Babylon 5 creator Joe Straczynski often spoke of Ivanova's supposedly "Russian" temperament and character. His comments, as well as Ivanova's own quips, hint that her world view may have been shaped by the history of the Russian people. In the future Earth shown on Babylon 5, the Russian people have united in a consortium and are clearly an important power on Earth. Yet, if Ivanova is any example, they remember vividly more difficult times under czars and communism. Although she is not openly religious, Ivanova is established as ethnically Jewish when she sits Shiva after her father's death in season one, and is seen also lighting a menorah. An old friend of her family, a man she refers to as "uncle" who is a rabbi, visits her after her father's death and she comes to accept her faith, if only in private. She does appear to have a belief in God, and she occasionally "talks" to God (in a rather joking manner) under her breath in a few episodes of the series. However, she keeps other aspects of her religious beliefs largely to herself, such as how strictly she follows the Jewish dietary laws, since in the episode "Messages from Earth", Marcus procures a freshly prepared plate of bacon and eggs for her as a surprise to which she does not overtly object; bacon being generally avoided by observant Jews as it comes from pigs, which are specifically listed in the Torah as an unclean animal, and thus not kosher.

Ivanova is promoted several times during the series. She starts as a lieutenant commander, and is promoted to full commander in the second season. At the end of the fourth season, she is made captain. In "Sleeping in Light" (the series finale, set 18 years after the events of the fifth season), it is revealed that she is a general. She retires from Earth Force in this episode and becomes "Ranger One", the head of the Rangers.

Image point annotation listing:
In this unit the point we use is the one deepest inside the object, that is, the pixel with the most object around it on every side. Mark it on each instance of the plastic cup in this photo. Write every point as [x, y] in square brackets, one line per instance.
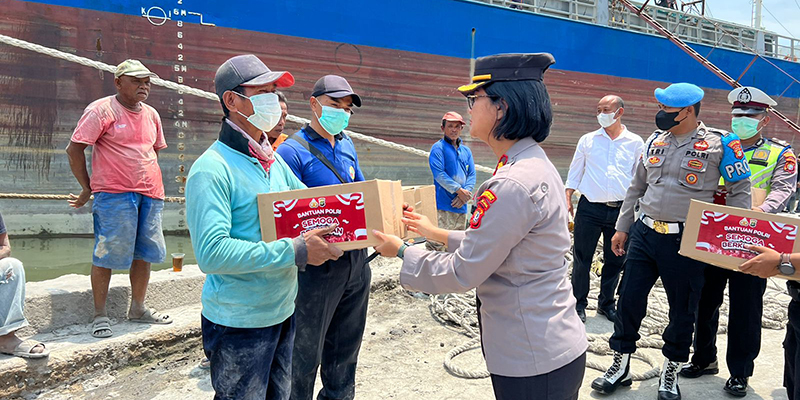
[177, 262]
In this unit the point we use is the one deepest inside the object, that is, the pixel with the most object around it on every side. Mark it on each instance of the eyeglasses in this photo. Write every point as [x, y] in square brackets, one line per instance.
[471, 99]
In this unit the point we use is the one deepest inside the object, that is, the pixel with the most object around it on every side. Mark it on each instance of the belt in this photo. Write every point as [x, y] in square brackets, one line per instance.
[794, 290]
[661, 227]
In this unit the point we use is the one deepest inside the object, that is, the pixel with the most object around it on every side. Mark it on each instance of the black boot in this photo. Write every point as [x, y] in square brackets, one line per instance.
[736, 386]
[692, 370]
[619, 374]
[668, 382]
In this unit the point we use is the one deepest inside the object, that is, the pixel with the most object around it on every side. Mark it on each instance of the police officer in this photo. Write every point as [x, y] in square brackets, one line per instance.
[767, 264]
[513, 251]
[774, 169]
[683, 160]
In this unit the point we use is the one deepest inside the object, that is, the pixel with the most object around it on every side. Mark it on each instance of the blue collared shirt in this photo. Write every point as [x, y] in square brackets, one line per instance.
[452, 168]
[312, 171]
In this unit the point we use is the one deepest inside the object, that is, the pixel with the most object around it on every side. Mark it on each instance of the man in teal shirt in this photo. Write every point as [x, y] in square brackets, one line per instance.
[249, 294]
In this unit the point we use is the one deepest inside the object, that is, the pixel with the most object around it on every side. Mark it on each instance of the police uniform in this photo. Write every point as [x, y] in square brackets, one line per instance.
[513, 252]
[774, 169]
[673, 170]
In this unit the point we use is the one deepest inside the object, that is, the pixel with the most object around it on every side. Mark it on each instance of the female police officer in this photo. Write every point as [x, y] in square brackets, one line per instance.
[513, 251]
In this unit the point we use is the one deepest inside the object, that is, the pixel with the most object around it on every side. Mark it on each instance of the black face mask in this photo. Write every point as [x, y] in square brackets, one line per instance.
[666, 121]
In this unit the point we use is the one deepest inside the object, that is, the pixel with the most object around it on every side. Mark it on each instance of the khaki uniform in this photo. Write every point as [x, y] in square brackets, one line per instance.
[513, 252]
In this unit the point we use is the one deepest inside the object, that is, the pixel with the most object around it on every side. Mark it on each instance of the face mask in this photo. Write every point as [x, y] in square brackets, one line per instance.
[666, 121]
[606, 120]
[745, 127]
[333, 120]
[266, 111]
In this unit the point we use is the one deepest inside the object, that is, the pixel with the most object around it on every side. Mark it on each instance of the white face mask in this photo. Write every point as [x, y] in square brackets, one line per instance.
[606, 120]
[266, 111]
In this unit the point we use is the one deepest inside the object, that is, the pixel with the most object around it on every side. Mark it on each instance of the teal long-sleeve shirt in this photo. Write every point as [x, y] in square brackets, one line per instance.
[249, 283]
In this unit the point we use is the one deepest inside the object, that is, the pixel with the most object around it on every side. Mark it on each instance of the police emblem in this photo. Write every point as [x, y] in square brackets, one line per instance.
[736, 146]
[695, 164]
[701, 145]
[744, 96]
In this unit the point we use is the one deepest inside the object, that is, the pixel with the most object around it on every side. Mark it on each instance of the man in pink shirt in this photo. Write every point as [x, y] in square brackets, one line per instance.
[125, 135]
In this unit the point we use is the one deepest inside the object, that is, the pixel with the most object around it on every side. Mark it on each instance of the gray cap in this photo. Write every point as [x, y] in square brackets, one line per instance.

PROBLEMS:
(A) Extract the passage about Ivanova in full, reproducing every word without change.
(B) Copy the part of the listing that opens with the line containing "man in pink" and runs through the end of the listing, word for word.
The passage about Ivanova and the listing have no connection to each other.

SOLUTIONS:
(A)
Babylon 5 creator Joe Straczynski often spoke of Ivanova's supposedly "Russian" temperament and character. His comments, as well as Ivanova's own quips, hint that her world view may have been shaped by the history of the Russian people. In the future Earth shown on Babylon 5, the Russian people have united in a consortium and are clearly an important power on Earth. Yet, if Ivanova is any example, they remember vividly more difficult times under czars and communism. Although she is not openly religious, Ivanova is established as ethnically Jewish when she sits Shiva after her father's death in season one, and is seen also lighting a menorah. An old friend of her family, a man she refers to as "uncle" who is a rabbi, visits her after her father's death and she comes to accept her faith, if only in private. She does appear to have a belief in God, and she occasionally "talks" to God (in a rather joking manner) under her breath in a few episodes of the series. However, she keeps other aspects of her religious beliefs largely to herself, such as how strictly she follows the Jewish dietary laws, since in the episode "Messages from Earth", Marcus procures a freshly prepared plate of bacon and eggs for her as a surprise to which she does not overtly object; bacon being generally avoided by observant Jews as it comes from pigs, which are specifically listed in the Torah as an unclean animal, and thus not kosher.

Ivanova is promoted several times during the series. She starts as a lieutenant commander, and is promoted to full commander in the second season. At the end of the fourth season, she is made captain. In "Sleeping in Light" (the series finale, set 18 years after the events of the fifth season), it is revealed that she is a general. She retires from Earth Force in this episode and becomes "Ranger One", the head of the Rangers.

(B)
In this unit the point we use is the one deepest inside the object, that is, the pixel with the most object around it on every side. Mark it on each instance of the man in pink shirt in this photo. Write every point as [x, y] in square brackets, one line per instance.
[125, 135]
In this unit the point we use is the one deepest inside the object, that is, the pixel with the most object around it on every side. Mark it on each instance of the gray cap in this photo. Write every point as [x, y] in square brackets, one line per instance.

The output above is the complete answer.